Find every line in the items below that contains the word "returning" and copy each of those lines.

+++ MATERIAL TO PROCESS +++

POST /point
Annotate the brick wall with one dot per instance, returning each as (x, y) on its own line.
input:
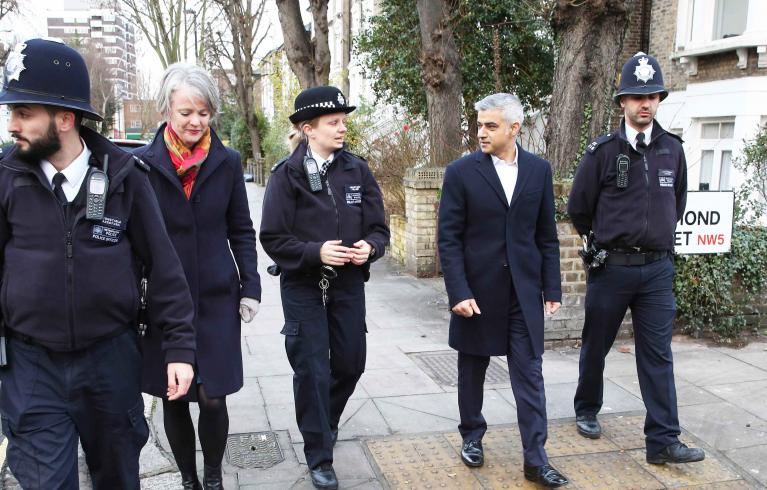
(397, 241)
(722, 66)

+++

**COMPLETE OUTPUT**
Annotate the brick wall with one dot per instance, returning each as (x, y) on its own line.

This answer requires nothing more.